(WHAT THE TASK ASKS): Your reply should be the records below, duplicated exactly, with any picture removed.

(AVAILABLE RECORDS):
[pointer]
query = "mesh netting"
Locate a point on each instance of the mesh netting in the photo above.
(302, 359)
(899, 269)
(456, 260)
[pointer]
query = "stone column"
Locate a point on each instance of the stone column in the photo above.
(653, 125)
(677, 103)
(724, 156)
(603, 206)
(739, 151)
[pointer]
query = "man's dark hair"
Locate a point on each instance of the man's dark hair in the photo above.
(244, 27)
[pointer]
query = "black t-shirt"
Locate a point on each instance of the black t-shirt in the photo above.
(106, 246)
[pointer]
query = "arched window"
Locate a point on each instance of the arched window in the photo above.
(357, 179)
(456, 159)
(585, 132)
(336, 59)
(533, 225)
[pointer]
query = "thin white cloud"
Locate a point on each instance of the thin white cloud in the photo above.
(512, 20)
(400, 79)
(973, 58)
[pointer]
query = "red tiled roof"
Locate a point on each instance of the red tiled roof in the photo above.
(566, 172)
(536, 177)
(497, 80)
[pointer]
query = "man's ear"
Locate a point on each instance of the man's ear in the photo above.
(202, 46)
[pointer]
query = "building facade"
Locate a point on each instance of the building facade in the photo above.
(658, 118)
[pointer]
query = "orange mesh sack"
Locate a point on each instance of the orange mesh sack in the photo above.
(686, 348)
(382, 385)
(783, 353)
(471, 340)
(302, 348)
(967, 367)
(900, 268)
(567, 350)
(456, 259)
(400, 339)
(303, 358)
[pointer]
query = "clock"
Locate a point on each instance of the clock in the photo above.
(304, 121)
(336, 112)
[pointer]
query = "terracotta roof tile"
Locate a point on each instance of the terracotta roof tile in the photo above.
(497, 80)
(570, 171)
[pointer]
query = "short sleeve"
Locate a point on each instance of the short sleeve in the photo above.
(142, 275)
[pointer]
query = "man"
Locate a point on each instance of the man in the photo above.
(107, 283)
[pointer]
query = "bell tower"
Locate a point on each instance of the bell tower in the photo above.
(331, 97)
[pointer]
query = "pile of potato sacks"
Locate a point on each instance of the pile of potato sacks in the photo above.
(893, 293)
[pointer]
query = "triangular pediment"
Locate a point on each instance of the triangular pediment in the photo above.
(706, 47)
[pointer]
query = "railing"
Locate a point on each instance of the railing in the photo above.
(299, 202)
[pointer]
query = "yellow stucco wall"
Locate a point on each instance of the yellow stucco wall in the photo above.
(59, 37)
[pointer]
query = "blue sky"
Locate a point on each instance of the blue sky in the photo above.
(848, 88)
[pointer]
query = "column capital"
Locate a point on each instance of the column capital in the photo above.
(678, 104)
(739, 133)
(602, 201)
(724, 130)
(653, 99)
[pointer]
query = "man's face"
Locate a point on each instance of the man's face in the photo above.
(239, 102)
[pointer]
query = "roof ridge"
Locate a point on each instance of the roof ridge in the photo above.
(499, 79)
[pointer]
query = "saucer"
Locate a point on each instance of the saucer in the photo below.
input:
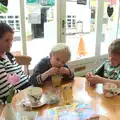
(43, 101)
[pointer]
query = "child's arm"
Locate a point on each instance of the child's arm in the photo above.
(67, 74)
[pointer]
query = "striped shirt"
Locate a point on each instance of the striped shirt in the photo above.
(9, 65)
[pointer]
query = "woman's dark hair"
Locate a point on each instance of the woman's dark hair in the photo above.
(5, 28)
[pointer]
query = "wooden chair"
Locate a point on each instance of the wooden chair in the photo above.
(25, 61)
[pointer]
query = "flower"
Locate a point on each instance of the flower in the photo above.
(13, 80)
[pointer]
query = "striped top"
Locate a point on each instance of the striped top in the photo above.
(9, 65)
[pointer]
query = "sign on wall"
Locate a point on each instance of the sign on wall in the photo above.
(83, 2)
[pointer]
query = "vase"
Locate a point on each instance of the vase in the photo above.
(10, 113)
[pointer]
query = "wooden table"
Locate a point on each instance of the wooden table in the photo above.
(109, 107)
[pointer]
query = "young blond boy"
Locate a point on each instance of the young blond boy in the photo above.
(109, 71)
(55, 64)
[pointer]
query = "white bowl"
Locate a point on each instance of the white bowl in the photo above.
(28, 115)
(34, 95)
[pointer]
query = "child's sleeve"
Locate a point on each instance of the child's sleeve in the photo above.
(68, 77)
(40, 68)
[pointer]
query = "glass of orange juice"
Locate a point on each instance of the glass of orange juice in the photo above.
(56, 80)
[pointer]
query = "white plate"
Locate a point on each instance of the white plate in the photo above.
(29, 115)
(43, 101)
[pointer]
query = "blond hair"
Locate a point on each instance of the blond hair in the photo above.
(114, 47)
(61, 47)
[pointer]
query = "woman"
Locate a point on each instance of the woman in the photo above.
(8, 64)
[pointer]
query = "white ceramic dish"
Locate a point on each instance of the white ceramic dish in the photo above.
(27, 115)
(43, 101)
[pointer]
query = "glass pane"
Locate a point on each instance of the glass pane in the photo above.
(80, 28)
(40, 29)
(10, 18)
(109, 25)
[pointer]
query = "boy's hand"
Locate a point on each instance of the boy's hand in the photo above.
(64, 70)
(53, 71)
(95, 79)
(89, 75)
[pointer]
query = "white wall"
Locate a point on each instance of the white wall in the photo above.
(82, 13)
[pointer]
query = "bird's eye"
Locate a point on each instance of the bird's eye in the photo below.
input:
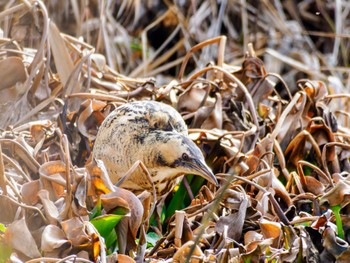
(185, 157)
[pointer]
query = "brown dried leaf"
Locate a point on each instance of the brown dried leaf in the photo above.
(52, 176)
(338, 195)
(8, 80)
(50, 209)
(19, 237)
(183, 252)
(53, 238)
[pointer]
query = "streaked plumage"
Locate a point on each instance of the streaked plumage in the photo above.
(155, 134)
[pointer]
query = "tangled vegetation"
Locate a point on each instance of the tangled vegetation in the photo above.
(263, 88)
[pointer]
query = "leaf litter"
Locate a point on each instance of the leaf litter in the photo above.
(271, 116)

(TASK ANSWER):
[pointer]
query = "mesh netting"
Locate a point on each instance of the mesh netting in the photo above.
(302, 359)
(899, 269)
(456, 260)
[pointer]
query = "stone column"
Locate a point on each instance of the stone column in the photo above.
(653, 125)
(677, 103)
(724, 156)
(603, 206)
(739, 151)
[pointer]
query = "man's dark hair"
Locate a point on each instance of the man's dark hair in the photo above.
(244, 27)
[pointer]
query = "black t-shirt"
Locate a point on each instance of the black t-shirt in the photo above.
(106, 246)
[pointer]
query = "arched window"
Locate a point on each instance of the arched window in the photo above.
(357, 179)
(456, 159)
(585, 132)
(336, 59)
(533, 225)
[pointer]
query = "thin white cloud"
Locate a point on each instance of the thin white cloud in the photo above.
(512, 20)
(400, 79)
(973, 58)
[pointer]
query = "red tiled roof"
Locate a point on each instance of the red tiled roof in the photo above.
(566, 172)
(536, 177)
(497, 80)
[pointer]
query = "man's ear"
Locate a point on each instance of the man's ear in the photo above.
(202, 46)
[pointer]
query = "building facade"
Locate a point on each instance of the building facade in the photo above.
(658, 118)
[pointer]
query = "orange mesh sack"
Locate a point on each instance of the orange mesh sack in the photo above.
(686, 348)
(382, 385)
(783, 353)
(471, 340)
(302, 348)
(967, 367)
(900, 268)
(567, 350)
(456, 259)
(400, 339)
(303, 358)
[pointer]
query = "clock"
Locate a point on each instance of the clock in the photo above.
(304, 121)
(336, 112)
[pointer]
query = "terracotta roof tile"
Locate a point on each instance of the terracotta roof tile in the photo above.
(497, 80)
(570, 171)
[pointer]
query = "short sleeve"
Locate a point on each instance of the short sleeve in the photo above.
(142, 275)
[pointer]
query = "man"
Locate a point on each instance of the man in the photo above.
(107, 283)
[pointer]
query = "bell tower"
Locate a point on each instance of the bell tower in the photo above.
(331, 97)
[pointer]
query = "pile of potato sacks"
Locate a point on each instance of the pile of potato sacks in the photo above.
(893, 293)
[pointer]
query = "triangular pediment"
Locate a point on each instance of the triangular pediment in the photo above.
(706, 47)
[pointer]
query = "railing"
Locate a point on each instance of the railing in the photo above.
(299, 202)
[pointer]
query = "yellow stucco wall"
Locate a point on each instance of the yellow stucco wall in the photo above.
(59, 37)
[pointer]
query = "blue sky"
Locate a point on each instance of the blue sky in the photo above.
(848, 88)
[pointer]
query = "column capital"
Locate a point on each instance of the column capital in the photo above.
(678, 104)
(739, 133)
(602, 201)
(724, 130)
(653, 99)
[pointer]
query = "man's face"
Locate a point on each instance of the man's face in the photo above.
(239, 102)
[pointer]
query = "roof ridge"
Locate a point on each instance of the roof ridge in the photo above.
(499, 79)
[pointer]
query = "saucer"
Locate a point on each instance of the saucer in the photo below.
input:
(43, 101)
[pointer]
query = "child's arm"
Locate a point on each instance of the child's arm in the photo above.
(67, 74)
[pointer]
query = "striped shirt"
Locate a point on each instance of the striped shirt in the photo above.
(9, 65)
[pointer]
query = "woman's dark hair"
Locate a point on each instance of the woman's dark hair in the photo above.
(5, 28)
[pointer]
query = "wooden chair"
Locate a point on each instance of the wooden chair in the photo above.
(25, 61)
[pointer]
query = "flower"
Locate a point on each instance of the flower in the photo above.
(13, 80)
[pointer]
query = "striped top"
Locate a point on each instance of the striped top in the photo above.
(9, 65)
[pointer]
query = "sign on wall"
Locate a point on each instance of the sign on wall in the photo above.
(83, 2)
[pointer]
query = "vase"
Locate a point on each instance of the vase in the photo above.
(10, 113)
[pointer]
query = "wooden table"
Locate a point on each instance of the wooden table in the photo above.
(109, 107)
[pointer]
query = "young blond boy"
Locate a point on each instance of the young blond boy in the photo above.
(109, 71)
(55, 64)
[pointer]
query = "white bowl"
Locate a point on each instance of the white bowl in the photo above.
(28, 115)
(34, 95)
[pointer]
query = "child's sleeve"
Locate a point on each instance of the child's sleeve in the photo above.
(68, 77)
(40, 68)
[pointer]
query = "glass of orange juice"
Locate a point on each instance of the glass of orange juice in the photo above.
(56, 80)
[pointer]
query = "white plate"
Locate a point on each instance of the white plate in the photo above.
(29, 115)
(43, 101)
[pointer]
query = "blond hair"
Locate a point on each instance of the blond hair in the photo above.
(114, 47)
(61, 47)
[pointer]
query = "woman"
Locate a point on each instance of the woman in the photo above.
(8, 64)
[pointer]
query = "white ceramic dish"
Locate a point on each instance of the white ceramic dish in the photo above.
(27, 115)
(43, 101)
[pointer]
query = "glass pane"
Locate a point on each instance of the glass pane in the photo above.
(80, 28)
(40, 29)
(10, 18)
(109, 25)
[pointer]
query = "boy's hand"
Locate a point on each instance of the boy's hand in the photo above.
(64, 70)
(53, 71)
(95, 79)
(89, 75)
[pointer]
query = "white wall"
Locate a point on each instance of the white wall in the photo above.
(82, 13)
[pointer]
query = "bird's eye"
Locate a point on each instance of the bird's eye in the photo below.
input:
(185, 157)
[pointer]
query = "brown dried leaf"
Locate a point on each instance of the brown dried leaf in the photo above.
(52, 176)
(338, 195)
(8, 80)
(50, 209)
(19, 237)
(183, 252)
(53, 238)
[pointer]
query = "streaked plumage"
Locate a point on each instance of the streaked plumage in the photo above.
(155, 134)
[pointer]
query = "tangled vegetation"
Locate a point on each instance of the tangled vegetation in the photo above.
(263, 88)
[pointer]
query = "leaf litter"
Locate a point on each instance of the leaf litter in the photo above.
(271, 116)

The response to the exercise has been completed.